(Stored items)
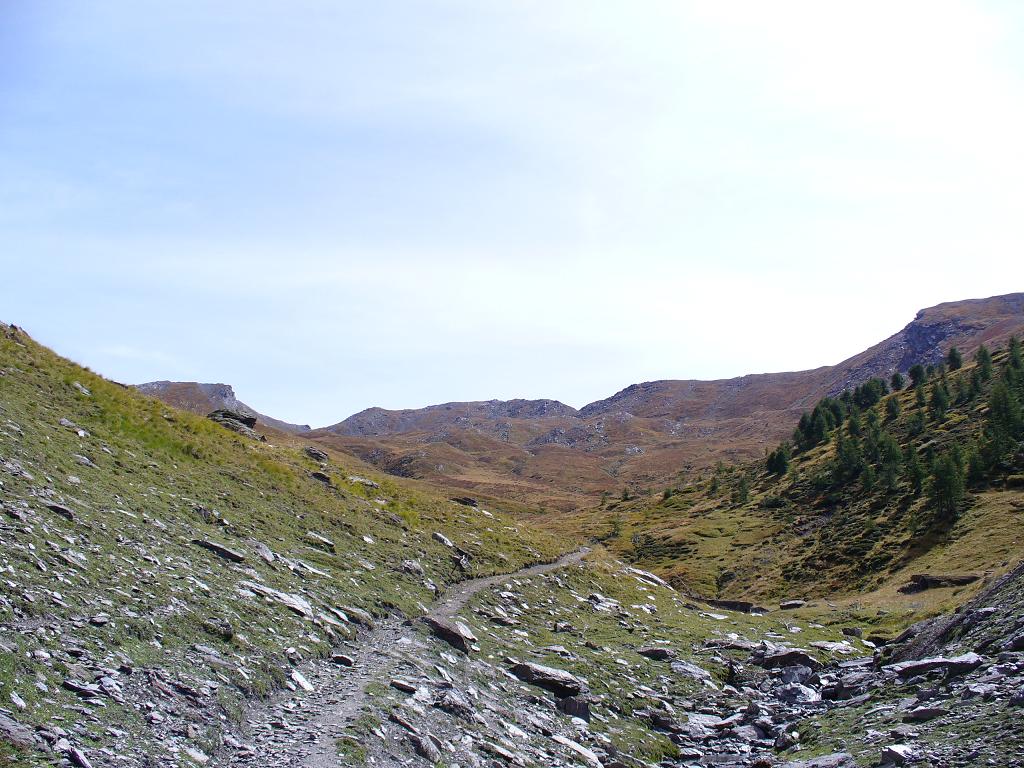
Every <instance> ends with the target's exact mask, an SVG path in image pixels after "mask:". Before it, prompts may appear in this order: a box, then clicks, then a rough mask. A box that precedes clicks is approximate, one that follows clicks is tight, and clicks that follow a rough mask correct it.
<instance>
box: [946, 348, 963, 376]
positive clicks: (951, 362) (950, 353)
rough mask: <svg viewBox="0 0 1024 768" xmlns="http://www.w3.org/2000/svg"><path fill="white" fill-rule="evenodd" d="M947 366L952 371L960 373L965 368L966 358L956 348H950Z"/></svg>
mask: <svg viewBox="0 0 1024 768" xmlns="http://www.w3.org/2000/svg"><path fill="white" fill-rule="evenodd" d="M946 365H947V366H948V367H949V370H950V371H959V370H961V368H962V367H963V366H964V356H963V355H962V354H961V353H959V350H958V349H957V348H956V347H949V352H948V354H946Z"/></svg>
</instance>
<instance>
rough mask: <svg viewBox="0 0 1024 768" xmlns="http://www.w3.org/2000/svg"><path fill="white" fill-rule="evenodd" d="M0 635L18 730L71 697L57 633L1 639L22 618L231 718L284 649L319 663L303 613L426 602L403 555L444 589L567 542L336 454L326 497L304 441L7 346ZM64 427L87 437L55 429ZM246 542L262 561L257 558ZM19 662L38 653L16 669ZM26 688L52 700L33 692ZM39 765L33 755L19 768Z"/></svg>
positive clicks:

AIM OF THE EXERCISE:
Your copy of the entries must be exact and must not include any of their pictures.

FINAL ANSWER:
Every <instance> ends with the target's exact mask, an SVG path in image pixels after "mask:". Before it, prompts may appear in this order: a box, then clicks, then a rough mask. A box that precedes clicks is approximate, one that follows clicks is tight, and clicks that follow a rough mask correct it.
<instance>
box: [946, 348, 963, 376]
positive clicks: (951, 362) (950, 353)
rough mask: <svg viewBox="0 0 1024 768" xmlns="http://www.w3.org/2000/svg"><path fill="white" fill-rule="evenodd" d="M947 366L952 371L960 373L965 368L966 358L956 348H950Z"/></svg>
mask: <svg viewBox="0 0 1024 768" xmlns="http://www.w3.org/2000/svg"><path fill="white" fill-rule="evenodd" d="M946 365H947V366H948V367H949V370H950V371H959V370H961V368H962V367H963V366H964V356H963V355H962V354H961V353H959V350H958V349H957V348H956V347H949V352H948V354H946Z"/></svg>
</instance>
<instance>
rough mask: <svg viewBox="0 0 1024 768" xmlns="http://www.w3.org/2000/svg"><path fill="white" fill-rule="evenodd" d="M0 635L18 730L71 697L57 633L1 639L22 618L231 718L284 649L319 663L303 613L426 602L403 555L444 589L567 542L336 454L326 497L304 441L7 346ZM64 427L87 437L55 429ZM246 542L262 561L257 558ZM19 662L38 653L16 669ZM26 688L52 700L33 692ZM39 765L33 755L19 768Z"/></svg>
positive clicks:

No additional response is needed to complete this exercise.